Document segment
'''

Implantable Cardiac Pulse Generators: Pacemakers and Cardioverter-Defibrillators


  • Identify the type of cardiovascular implantable electronic device (CIED) (pacemaker, transvenous defibrillator, subcutaneous defibrillator), as well as the generator manufacturer and model of the CIED.

  • Contact the physician or clinic managing the patient’s CIED in the preoperative period to obtain appropriate records and a perioperative recommendation (Heart Rhythm Society [HRS]).

  • Obtain a copy of this interrogation and the perioperative recommendation from the CIED physician (HRS). Ensure that the implantable cardioverter-defibrillator (ICD) treatment settings are appropriate and that the CIED will pace the heart.

  • Consider replacing any CIED near its elective replacement period in a patient scheduled to undergo either a major surgical procedure or a surgical procedure where monopolar electrosurgery will be used within 15 cm of the generator.

  • Determine the patient’s underlying rate and rhythm to determine the need for backup (external) pacing support.

  • Ensure that all magnet behavior (pacing, suspension of shock therapy) is appropriate if magnet use is planned.

  • Program minute ventilation rate responsiveness “off,” if present.

'''

Work instructions
A) Reproduce verbatim the portion of the pacemaker and defibrillator guidance from "Implantable Cardiac Pulse" to "pace the heart.".
B) Using the pacemaker and defibrillator guidance, answer the following:
(i) Within what distance of the generator must monopolar electrosurgery be planned for replacement of a device near its elective replacement period to be considered?
(ii) Which rate responsiveness setting should be programmed "off," if present?
(iii) Which organization is cited in brackets for the perioperative recommendation?

Phrase grounding data:
'''

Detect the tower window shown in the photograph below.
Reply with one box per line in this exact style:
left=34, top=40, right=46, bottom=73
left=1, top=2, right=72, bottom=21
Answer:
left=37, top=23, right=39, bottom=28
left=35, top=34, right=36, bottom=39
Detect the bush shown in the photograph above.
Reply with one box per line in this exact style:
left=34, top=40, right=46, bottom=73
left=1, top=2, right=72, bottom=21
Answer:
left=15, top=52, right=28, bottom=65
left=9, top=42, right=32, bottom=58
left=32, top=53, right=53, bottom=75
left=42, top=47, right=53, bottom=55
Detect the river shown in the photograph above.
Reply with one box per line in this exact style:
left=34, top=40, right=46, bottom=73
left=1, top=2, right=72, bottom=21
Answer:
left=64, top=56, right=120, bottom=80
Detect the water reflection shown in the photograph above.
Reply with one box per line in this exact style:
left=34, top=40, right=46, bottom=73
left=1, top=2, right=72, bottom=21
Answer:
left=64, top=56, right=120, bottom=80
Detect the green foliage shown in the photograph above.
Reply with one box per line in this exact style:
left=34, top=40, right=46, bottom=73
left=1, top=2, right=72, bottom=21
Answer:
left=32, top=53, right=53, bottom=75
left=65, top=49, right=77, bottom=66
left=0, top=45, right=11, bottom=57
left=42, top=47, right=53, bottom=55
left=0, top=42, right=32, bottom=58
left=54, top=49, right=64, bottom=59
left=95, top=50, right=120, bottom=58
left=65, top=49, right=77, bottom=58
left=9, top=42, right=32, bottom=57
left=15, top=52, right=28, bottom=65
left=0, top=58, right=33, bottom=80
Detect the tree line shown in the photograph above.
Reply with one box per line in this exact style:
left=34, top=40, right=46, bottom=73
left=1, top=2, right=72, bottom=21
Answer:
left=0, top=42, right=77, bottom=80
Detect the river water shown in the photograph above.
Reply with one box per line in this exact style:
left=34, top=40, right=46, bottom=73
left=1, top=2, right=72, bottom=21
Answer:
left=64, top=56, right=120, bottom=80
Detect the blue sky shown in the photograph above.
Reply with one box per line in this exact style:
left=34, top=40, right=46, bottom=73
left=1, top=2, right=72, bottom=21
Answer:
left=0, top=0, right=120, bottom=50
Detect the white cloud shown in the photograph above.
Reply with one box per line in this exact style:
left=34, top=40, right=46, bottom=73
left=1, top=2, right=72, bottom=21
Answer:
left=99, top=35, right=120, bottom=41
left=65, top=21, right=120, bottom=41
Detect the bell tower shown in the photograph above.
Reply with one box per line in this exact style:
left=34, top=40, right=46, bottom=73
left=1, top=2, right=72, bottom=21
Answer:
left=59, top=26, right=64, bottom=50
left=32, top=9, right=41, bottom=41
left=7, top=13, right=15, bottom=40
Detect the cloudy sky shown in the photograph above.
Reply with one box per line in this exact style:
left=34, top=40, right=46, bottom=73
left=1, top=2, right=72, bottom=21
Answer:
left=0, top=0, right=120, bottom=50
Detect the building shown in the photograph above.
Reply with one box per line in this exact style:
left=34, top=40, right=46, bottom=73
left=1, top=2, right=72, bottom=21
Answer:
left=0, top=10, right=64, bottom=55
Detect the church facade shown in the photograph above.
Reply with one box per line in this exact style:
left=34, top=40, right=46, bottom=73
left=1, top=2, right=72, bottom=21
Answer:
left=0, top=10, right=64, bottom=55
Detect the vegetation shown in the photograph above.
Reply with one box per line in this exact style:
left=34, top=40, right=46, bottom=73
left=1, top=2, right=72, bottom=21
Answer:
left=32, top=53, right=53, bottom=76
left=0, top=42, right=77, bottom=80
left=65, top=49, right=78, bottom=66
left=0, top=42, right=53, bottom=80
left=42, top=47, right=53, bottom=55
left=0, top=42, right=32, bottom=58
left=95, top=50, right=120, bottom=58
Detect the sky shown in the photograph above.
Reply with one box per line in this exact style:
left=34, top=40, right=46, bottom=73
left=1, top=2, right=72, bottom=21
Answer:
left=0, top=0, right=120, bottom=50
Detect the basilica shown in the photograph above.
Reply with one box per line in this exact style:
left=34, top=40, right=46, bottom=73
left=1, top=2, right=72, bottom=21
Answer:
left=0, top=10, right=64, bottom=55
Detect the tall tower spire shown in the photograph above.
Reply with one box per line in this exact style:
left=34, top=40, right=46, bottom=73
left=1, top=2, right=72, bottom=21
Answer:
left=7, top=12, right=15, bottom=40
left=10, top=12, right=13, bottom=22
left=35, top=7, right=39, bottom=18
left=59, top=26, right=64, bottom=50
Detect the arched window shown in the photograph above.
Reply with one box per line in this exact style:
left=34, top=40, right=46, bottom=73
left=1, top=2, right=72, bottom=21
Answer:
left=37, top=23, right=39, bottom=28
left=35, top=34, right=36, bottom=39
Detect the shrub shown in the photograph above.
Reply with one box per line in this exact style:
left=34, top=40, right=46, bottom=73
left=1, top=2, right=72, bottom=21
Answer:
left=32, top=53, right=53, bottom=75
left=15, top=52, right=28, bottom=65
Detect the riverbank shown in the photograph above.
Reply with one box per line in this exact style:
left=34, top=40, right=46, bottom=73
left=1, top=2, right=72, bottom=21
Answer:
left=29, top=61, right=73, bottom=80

'''
'''

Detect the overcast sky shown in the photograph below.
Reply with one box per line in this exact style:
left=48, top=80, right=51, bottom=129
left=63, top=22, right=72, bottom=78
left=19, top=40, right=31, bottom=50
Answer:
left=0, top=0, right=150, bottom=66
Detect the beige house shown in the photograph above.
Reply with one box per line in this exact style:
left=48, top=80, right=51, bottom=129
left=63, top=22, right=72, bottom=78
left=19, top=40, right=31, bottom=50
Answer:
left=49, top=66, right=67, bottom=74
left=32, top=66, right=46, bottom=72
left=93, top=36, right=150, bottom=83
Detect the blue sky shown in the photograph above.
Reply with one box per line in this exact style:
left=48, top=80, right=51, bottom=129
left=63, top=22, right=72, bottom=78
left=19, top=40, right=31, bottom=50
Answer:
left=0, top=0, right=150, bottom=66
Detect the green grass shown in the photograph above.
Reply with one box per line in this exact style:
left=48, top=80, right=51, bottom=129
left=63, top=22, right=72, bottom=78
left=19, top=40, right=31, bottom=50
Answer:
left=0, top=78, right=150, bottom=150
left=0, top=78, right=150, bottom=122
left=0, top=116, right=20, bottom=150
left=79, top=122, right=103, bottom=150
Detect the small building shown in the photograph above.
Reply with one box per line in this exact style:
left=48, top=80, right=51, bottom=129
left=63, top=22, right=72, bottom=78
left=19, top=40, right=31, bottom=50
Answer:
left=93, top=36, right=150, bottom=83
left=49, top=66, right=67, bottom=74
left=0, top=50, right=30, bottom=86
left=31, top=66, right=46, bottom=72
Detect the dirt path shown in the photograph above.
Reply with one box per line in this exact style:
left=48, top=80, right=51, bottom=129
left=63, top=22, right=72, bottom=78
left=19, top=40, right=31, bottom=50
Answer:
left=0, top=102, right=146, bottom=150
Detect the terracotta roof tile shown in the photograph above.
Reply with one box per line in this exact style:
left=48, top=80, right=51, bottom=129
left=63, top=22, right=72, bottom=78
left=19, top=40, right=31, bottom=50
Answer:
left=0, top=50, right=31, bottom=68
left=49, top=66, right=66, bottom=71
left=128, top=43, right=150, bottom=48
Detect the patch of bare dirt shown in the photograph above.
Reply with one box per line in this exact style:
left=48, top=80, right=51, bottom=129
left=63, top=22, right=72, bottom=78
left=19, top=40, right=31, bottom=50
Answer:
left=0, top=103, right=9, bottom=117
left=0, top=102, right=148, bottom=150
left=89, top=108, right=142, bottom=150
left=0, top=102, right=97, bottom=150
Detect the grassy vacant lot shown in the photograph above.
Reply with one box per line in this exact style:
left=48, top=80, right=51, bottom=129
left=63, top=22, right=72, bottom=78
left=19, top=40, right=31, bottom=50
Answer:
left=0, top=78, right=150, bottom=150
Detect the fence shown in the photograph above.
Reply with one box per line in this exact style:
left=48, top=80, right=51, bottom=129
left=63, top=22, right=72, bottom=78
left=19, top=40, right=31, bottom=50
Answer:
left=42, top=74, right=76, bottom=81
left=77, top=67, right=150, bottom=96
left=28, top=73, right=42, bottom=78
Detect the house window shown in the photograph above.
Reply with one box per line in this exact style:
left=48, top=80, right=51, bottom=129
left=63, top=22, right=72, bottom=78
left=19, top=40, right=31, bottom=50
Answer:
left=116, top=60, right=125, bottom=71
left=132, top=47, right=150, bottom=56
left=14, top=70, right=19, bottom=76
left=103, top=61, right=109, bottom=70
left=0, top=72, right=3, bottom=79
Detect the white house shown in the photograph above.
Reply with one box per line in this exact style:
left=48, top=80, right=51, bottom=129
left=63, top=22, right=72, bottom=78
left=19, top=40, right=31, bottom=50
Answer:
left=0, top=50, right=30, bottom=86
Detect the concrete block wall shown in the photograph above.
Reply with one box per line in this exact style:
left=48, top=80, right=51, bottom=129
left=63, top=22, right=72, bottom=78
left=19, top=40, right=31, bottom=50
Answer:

'''

Set of answers
A)
Implantable Cardiac Pulse Generators: Pacemakers and Cardioverter-Defibrillators


  • Identify the type of cardiovascular implantable electronic device (CIED) (pacemaker, transvenous defibrillator, subcutaneous defibrillator), as well as the generator manufacturer and model of the CIED.

  • Contact the physician or clinic managing the patient’s CIED in the preoperative period to obtain appropriate records and a perioperative recommendation (Heart Rhythm Society [HRS]).

  • Obtain a copy of this interrogation and the perioperative recommendation from the CIED physician (HRS). Ensure that the implantable cardioverter-defibrillator (ICD) treatment settings are appropriate and that the CIED will pace the heart.

B)
(i) Within 15 cm of the generator.
(ii) Minute ventilation rate responsiveness.
(iii) The Heart Rhythm Society (HRS).